= TEXTO FORNECIDO =
▬▬▬

Memórias não narradas
O ano de 1968 foi de sonhos e frustrações: repressão a estudantes e operários no famoso maio francês, massacre de civis no México, assassinato do líder antirracismo norte-americano Martin Luther King, sufocamento da Primavera de Praga. Ainda antes de tudo isso, no Brasil, cem mil pessoas haviam marchado em protesto contra o assassinato do estudante secundarista Edson Luís e as arbitrariedades dos militares no poder. Em dezembro, o regime decretou o Ato Institucional nº 5 (AI-5).
“Estamos interessados não apenas em 1968, mas também no contexto amplo e no que as pessoas entendem ser tudo aquilo. Nosso entendimento é diferente sobre quem são os sujeitos, por isso incluímos pessoas que não são normalmente chamadas a falar do assunto. Há um conjunto de experiências que transcendem o mito, memórias subterrâneas, emudecidas, não narradas, que não são incorporadas pela historiografia”, afirma o doutorando em História Gabriel Amato, integrante do Núcleo.

▬▬▬

= REGISTROS APRESENTADOS =
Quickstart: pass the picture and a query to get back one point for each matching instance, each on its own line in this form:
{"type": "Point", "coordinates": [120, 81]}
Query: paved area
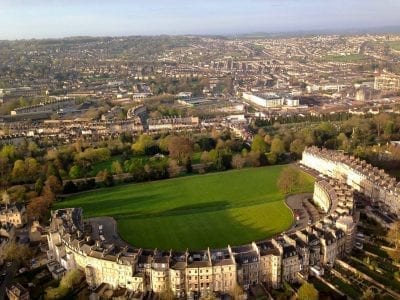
{"type": "Point", "coordinates": [295, 203]}
{"type": "Point", "coordinates": [106, 227]}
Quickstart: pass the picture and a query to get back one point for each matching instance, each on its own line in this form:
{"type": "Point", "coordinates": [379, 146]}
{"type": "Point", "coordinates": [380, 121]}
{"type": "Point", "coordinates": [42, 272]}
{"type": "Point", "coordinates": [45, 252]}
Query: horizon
{"type": "Point", "coordinates": [45, 19]}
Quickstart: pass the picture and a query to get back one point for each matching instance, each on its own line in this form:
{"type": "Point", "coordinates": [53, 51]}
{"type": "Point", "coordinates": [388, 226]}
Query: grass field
{"type": "Point", "coordinates": [194, 212]}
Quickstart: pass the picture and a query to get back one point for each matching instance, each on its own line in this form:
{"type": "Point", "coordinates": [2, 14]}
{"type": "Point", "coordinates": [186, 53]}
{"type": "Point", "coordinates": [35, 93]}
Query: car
{"type": "Point", "coordinates": [359, 245]}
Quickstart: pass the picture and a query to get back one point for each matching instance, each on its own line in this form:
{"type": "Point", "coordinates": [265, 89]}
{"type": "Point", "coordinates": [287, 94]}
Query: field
{"type": "Point", "coordinates": [194, 212]}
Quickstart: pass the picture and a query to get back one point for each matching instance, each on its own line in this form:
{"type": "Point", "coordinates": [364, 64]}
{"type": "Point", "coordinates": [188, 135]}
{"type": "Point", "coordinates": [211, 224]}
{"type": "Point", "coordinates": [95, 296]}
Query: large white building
{"type": "Point", "coordinates": [374, 183]}
{"type": "Point", "coordinates": [270, 100]}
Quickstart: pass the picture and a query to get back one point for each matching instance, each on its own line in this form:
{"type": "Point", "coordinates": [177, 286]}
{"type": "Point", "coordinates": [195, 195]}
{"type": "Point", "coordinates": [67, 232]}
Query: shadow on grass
{"type": "Point", "coordinates": [194, 227]}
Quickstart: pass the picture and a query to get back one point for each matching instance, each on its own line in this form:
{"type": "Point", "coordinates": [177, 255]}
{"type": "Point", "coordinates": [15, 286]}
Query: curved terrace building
{"type": "Point", "coordinates": [372, 182]}
{"type": "Point", "coordinates": [74, 243]}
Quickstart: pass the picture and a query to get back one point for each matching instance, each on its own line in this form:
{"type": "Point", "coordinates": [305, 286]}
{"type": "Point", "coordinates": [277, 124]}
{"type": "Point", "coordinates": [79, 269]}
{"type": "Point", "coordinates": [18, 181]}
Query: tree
{"type": "Point", "coordinates": [393, 236]}
{"type": "Point", "coordinates": [105, 177]}
{"type": "Point", "coordinates": [180, 148]}
{"type": "Point", "coordinates": [380, 121]}
{"type": "Point", "coordinates": [368, 294]}
{"type": "Point", "coordinates": [116, 167]}
{"type": "Point", "coordinates": [297, 147]}
{"type": "Point", "coordinates": [18, 253]}
{"type": "Point", "coordinates": [307, 291]}
{"type": "Point", "coordinates": [38, 208]}
{"type": "Point", "coordinates": [18, 173]}
{"type": "Point", "coordinates": [290, 180]}
{"type": "Point", "coordinates": [75, 172]}
{"type": "Point", "coordinates": [5, 198]}
{"type": "Point", "coordinates": [143, 142]}
{"type": "Point", "coordinates": [238, 161]}
{"type": "Point", "coordinates": [173, 168]}
{"type": "Point", "coordinates": [32, 169]}
{"type": "Point", "coordinates": [277, 146]}
{"type": "Point", "coordinates": [258, 144]}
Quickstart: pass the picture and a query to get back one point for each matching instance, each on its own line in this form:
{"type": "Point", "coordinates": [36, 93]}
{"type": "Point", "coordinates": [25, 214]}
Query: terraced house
{"type": "Point", "coordinates": [286, 257]}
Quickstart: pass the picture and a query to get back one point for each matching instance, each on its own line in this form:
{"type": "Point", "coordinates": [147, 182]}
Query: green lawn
{"type": "Point", "coordinates": [194, 212]}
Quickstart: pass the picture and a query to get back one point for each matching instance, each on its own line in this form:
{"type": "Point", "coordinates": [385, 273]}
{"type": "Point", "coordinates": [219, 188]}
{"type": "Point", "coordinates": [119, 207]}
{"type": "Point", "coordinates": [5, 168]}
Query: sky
{"type": "Point", "coordinates": [24, 19]}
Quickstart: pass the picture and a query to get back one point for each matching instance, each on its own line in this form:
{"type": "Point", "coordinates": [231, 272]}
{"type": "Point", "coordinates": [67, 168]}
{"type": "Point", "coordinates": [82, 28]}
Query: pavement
{"type": "Point", "coordinates": [109, 230]}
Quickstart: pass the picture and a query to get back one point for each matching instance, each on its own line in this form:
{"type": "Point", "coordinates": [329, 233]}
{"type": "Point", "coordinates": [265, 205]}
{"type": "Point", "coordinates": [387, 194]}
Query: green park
{"type": "Point", "coordinates": [195, 212]}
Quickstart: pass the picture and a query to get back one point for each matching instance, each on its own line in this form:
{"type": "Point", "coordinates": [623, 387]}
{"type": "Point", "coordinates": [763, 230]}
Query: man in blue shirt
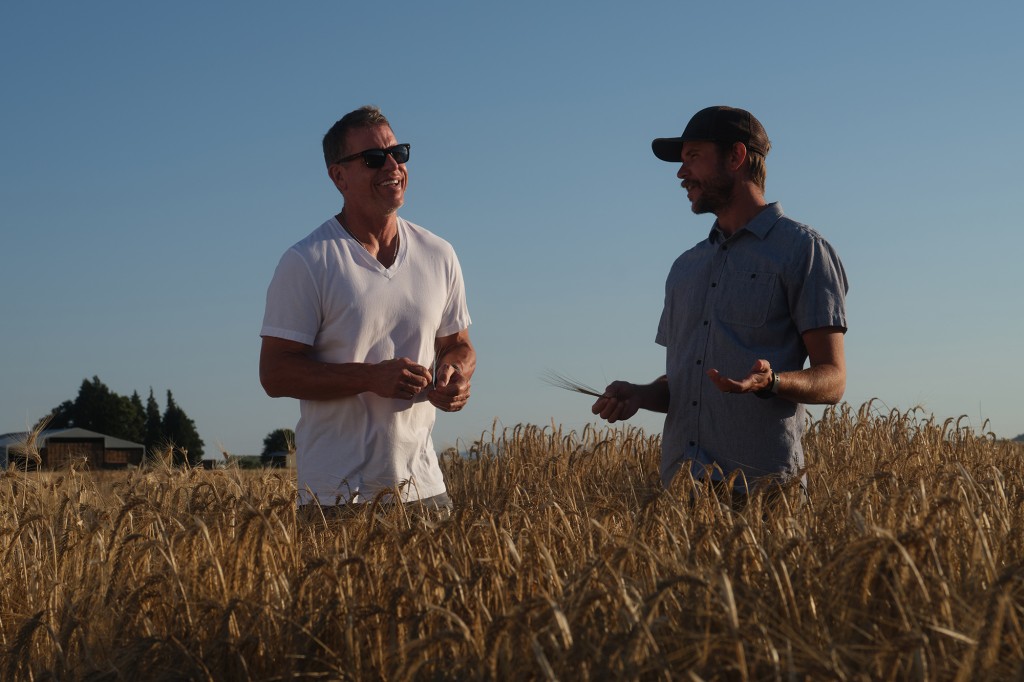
{"type": "Point", "coordinates": [744, 310]}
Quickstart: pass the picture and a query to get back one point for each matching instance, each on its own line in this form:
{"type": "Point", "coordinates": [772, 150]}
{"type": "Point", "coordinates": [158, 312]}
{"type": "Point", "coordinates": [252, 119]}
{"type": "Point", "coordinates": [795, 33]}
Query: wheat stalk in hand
{"type": "Point", "coordinates": [561, 381]}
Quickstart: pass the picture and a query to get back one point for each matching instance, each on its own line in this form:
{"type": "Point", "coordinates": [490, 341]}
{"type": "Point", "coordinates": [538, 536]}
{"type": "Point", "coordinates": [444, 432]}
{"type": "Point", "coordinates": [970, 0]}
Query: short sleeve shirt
{"type": "Point", "coordinates": [329, 293]}
{"type": "Point", "coordinates": [729, 302]}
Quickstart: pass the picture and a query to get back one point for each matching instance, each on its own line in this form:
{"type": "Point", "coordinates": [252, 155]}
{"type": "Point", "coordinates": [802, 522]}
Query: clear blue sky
{"type": "Point", "coordinates": [158, 159]}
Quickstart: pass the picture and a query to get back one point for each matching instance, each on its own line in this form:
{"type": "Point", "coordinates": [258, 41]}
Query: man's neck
{"type": "Point", "coordinates": [370, 228]}
{"type": "Point", "coordinates": [743, 208]}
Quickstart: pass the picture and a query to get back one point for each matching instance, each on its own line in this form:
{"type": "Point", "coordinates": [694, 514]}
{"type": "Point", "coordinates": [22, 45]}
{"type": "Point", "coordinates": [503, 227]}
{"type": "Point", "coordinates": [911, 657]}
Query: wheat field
{"type": "Point", "coordinates": [562, 560]}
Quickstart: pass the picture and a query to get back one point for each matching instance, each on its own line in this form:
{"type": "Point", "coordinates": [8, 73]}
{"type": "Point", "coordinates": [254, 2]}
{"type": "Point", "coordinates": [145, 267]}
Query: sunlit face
{"type": "Point", "coordinates": [707, 180]}
{"type": "Point", "coordinates": [371, 189]}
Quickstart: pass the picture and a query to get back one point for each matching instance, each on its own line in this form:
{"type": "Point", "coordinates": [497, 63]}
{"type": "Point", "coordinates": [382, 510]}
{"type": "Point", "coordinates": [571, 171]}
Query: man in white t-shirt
{"type": "Point", "coordinates": [367, 325]}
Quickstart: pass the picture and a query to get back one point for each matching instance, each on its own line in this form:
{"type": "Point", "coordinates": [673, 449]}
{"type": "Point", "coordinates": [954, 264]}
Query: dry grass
{"type": "Point", "coordinates": [562, 560]}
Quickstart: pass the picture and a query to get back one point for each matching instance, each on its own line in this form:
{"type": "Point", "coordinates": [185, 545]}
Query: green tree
{"type": "Point", "coordinates": [135, 419]}
{"type": "Point", "coordinates": [98, 409]}
{"type": "Point", "coordinates": [154, 425]}
{"type": "Point", "coordinates": [279, 440]}
{"type": "Point", "coordinates": [179, 431]}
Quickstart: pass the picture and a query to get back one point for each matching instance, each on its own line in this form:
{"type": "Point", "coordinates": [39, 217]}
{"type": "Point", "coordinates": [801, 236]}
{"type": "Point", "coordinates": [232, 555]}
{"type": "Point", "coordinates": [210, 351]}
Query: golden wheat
{"type": "Point", "coordinates": [563, 559]}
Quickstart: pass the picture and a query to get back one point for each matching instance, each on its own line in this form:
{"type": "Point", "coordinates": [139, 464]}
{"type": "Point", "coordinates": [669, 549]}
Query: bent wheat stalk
{"type": "Point", "coordinates": [558, 380]}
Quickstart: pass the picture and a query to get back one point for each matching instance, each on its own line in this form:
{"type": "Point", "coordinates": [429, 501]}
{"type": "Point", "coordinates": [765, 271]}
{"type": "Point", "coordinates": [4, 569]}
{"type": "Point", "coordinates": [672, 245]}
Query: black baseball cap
{"type": "Point", "coordinates": [716, 124]}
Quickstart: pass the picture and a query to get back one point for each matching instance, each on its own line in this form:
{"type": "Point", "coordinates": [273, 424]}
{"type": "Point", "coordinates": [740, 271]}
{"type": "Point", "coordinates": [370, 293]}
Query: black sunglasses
{"type": "Point", "coordinates": [376, 158]}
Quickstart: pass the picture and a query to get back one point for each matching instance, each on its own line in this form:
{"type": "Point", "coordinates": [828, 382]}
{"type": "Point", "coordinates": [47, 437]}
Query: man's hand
{"type": "Point", "coordinates": [758, 379]}
{"type": "Point", "coordinates": [621, 400]}
{"type": "Point", "coordinates": [451, 391]}
{"type": "Point", "coordinates": [400, 379]}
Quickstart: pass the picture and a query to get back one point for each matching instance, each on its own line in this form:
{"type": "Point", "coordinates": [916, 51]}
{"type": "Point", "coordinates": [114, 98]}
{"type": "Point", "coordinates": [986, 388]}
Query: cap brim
{"type": "Point", "coordinates": [668, 148]}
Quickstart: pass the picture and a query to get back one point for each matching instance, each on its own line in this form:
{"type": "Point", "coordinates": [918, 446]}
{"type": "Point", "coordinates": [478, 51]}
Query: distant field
{"type": "Point", "coordinates": [562, 560]}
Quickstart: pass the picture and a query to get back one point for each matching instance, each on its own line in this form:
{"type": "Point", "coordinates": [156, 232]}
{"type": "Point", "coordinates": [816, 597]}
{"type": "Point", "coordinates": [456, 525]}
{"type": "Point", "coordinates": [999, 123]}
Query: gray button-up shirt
{"type": "Point", "coordinates": [729, 302]}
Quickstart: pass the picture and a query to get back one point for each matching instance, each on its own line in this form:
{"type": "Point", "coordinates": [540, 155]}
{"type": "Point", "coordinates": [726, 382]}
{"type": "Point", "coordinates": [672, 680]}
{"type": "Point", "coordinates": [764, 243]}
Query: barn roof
{"type": "Point", "coordinates": [110, 442]}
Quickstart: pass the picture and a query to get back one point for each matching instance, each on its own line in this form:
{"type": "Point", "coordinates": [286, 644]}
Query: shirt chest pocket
{"type": "Point", "coordinates": [747, 297]}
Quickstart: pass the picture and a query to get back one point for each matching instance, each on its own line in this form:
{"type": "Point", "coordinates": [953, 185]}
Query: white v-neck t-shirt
{"type": "Point", "coordinates": [331, 294]}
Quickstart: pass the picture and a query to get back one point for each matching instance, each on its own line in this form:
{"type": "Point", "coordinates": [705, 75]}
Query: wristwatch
{"type": "Point", "coordinates": [771, 389]}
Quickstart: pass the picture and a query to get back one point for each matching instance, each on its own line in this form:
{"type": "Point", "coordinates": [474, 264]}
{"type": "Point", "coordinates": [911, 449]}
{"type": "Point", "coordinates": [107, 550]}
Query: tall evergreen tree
{"type": "Point", "coordinates": [180, 431]}
{"type": "Point", "coordinates": [154, 426]}
{"type": "Point", "coordinates": [98, 409]}
{"type": "Point", "coordinates": [134, 419]}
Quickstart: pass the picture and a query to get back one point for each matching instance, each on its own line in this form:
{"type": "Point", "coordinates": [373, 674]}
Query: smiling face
{"type": "Point", "coordinates": [376, 190]}
{"type": "Point", "coordinates": [709, 183]}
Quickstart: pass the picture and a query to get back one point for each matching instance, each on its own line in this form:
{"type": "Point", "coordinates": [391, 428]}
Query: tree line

▬▬▬

= EXPLORE O MATERIAL =
a - De acordo com o texto sobre o ano de 1968, que ato o regime militar brasileiro decretou em dezembro?
b - Prossiga com o texto sobre as memórias de 1968 a partir do ponto em que ele termina.

= LISTA DE RESPOSTAS =
a - O Ato Institucional nº 5 (AI-5).

b -
Miriam Hermeto acrescenta que a história oral se faz da análise de memórias e representações sobre a história vivida. “E isso também depende do presente. Lembrar de 68 é diferente sob o impacto de eventos recentes, como o impeachment de Dilma [Rousseff] e a prisão de Lula”, diz a professora. Ela informa que a entrevista pública foi criada pelo pesquisador de história oral Ricardo Santhiago, hoje na Universidade Federal de São Paulo. Em 2009, ele realizou “metaentrevista pública” com Adyel Silva, que tratou da experiência da cantora em narrar sua vida para um pesquisador de história oral.
Censura no palco
Na primeira entrevista da série, Jota Dangelo será interrogado sobre sua experiência no Teatro Experimental (TE), grupo que foi referência na cena cultural de Belo Horizonte nas décadas de 1960 e 70. Depois do sucesso do espetáculo Oh oh oh Minas Gerais, de 1967, que percorreu o país, o grupo montou Numancia, adaptada de texto de Miguel de Cervantes, que fazia alusão à situação do Brasil sob a ditadura. Dirigida por Amir Haddad, a peça foi proibida pelo AI-5, o que acabou resultando na falência financeira do grupo.
“Os movimentos de resistência estavam exacerbados. Aqui perto de nós, a Faculdade de Medicina, que havia sido tomada pelos estudantes, foi invadida pela polícia, e alguns alunos e professores chegaram a ser presos por algumas horas”, relembra Jota Dangelo, que conciliava a docência na área de cardiologia com a direção e atuação nos espetáculos.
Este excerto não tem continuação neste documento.